» **Document segment**
* * *

DAATH
The Deceivers
Metal Blade Records
If you're going to make a comeback, at least make it count. And with its first album after a 13-year break, Georgia-born metallers DAATH do just that and then some.
Boasting a radically retooled lineup - founding guitarist Eyal Levi and frontman Sean Zatorsky are the only returning members - and aided by a slew of guests, DAATH has re-emerged with a grander, more resounding, symphonic black metal-inspired version the proggy, if sometimes confused, death/thrash metal it developed over four albums from 1999-2010. The difference is striking, and certainly makes a statement.
DAATH's unconventional sound during its initial go-round left the band in an unfortunate "square peg in a round hole" position where it never quite fit in or connected on the level of many of its less adventurous contemporaries. Hence the hiatus after a decade of toil.

* * *

» **Exercise set**
- A) Reproduce the part of the DAATH album review running from "Boasting a radically" down to "makes a statement.".
- B) In the DAATH album review, which two band members are the only ones who returned?
- C) List every proper name that appears in the DAATH album review.
Answer using only the DAATH album review.

* * *

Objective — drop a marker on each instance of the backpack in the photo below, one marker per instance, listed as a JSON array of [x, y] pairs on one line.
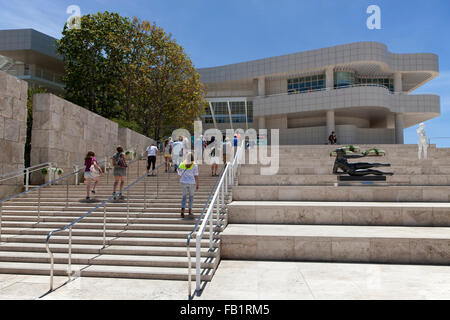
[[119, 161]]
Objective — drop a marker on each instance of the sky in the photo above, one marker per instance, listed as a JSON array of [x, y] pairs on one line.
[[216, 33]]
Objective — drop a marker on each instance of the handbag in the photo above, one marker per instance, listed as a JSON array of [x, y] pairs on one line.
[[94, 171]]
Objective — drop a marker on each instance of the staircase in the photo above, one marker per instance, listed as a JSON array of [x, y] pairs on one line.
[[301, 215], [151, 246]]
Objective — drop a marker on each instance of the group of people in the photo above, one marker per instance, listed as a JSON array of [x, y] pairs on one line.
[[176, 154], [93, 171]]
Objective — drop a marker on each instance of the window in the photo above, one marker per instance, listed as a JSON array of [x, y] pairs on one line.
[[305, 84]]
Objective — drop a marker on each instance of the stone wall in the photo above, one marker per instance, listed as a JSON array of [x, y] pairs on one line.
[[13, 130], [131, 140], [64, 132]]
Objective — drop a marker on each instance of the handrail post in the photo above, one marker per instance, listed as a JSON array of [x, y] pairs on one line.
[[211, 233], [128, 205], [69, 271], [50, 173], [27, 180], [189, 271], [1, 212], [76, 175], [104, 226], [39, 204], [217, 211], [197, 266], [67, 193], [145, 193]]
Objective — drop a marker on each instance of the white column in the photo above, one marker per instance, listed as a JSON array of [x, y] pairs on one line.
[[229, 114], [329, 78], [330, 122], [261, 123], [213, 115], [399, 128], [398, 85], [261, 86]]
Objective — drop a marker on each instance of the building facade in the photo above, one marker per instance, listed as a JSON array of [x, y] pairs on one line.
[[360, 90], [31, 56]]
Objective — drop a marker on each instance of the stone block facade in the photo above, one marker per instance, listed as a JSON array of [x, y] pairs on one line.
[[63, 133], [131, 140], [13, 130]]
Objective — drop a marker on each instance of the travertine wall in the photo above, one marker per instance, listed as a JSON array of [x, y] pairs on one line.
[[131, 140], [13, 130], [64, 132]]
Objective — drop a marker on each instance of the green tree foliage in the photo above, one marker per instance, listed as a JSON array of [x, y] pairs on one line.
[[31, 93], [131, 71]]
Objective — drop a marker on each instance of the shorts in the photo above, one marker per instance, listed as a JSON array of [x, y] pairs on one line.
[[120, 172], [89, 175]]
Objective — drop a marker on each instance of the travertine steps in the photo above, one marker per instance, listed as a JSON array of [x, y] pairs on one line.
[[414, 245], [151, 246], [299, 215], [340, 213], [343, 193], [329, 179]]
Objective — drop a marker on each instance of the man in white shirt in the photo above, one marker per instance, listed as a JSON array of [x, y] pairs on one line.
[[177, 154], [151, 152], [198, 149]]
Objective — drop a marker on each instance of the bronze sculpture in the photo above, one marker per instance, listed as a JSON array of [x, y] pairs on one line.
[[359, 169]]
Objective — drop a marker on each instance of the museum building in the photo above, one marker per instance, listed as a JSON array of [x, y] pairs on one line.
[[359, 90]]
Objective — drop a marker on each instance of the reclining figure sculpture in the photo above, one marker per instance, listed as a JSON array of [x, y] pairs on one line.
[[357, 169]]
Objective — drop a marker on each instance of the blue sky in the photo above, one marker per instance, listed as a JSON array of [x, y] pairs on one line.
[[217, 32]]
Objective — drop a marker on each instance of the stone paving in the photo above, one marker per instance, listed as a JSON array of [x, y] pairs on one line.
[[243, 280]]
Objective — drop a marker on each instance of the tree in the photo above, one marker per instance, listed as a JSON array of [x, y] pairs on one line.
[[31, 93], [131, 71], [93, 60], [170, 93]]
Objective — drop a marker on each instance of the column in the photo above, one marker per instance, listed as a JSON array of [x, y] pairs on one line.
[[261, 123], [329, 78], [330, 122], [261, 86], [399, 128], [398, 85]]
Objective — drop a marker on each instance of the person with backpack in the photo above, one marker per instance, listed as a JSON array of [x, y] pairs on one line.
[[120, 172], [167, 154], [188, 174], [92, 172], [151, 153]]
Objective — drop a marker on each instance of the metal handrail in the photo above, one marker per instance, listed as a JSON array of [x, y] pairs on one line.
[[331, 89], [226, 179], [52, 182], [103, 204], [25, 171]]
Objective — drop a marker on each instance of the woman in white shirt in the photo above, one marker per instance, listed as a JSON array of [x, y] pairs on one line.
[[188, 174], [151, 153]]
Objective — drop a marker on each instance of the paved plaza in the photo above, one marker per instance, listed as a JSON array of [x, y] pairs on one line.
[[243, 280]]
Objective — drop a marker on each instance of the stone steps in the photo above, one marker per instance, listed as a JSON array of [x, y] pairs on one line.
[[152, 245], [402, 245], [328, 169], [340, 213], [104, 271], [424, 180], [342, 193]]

* * *

» **Answers given**
- A)
Boasting a radically retooled lineup - founding guitarist Eyal Levi and frontman Sean Zatorsky are the only returning members - and aided by a slew of guests, DAATH has re-emerged with a grander, more resounding, symphonic black metal-inspired version the proggy, if sometimes confused, death/thrash metal it developed over four albums from 1999-2010. The difference is striking, and certainly makes a statement.

- B) Founding guitarist Eyal Levi and frontman Sean Zatorsky.

- C) DAATH, The Deceivers, Metal Blade Records, Georgia, Eyal Levi, Sean Zatorsky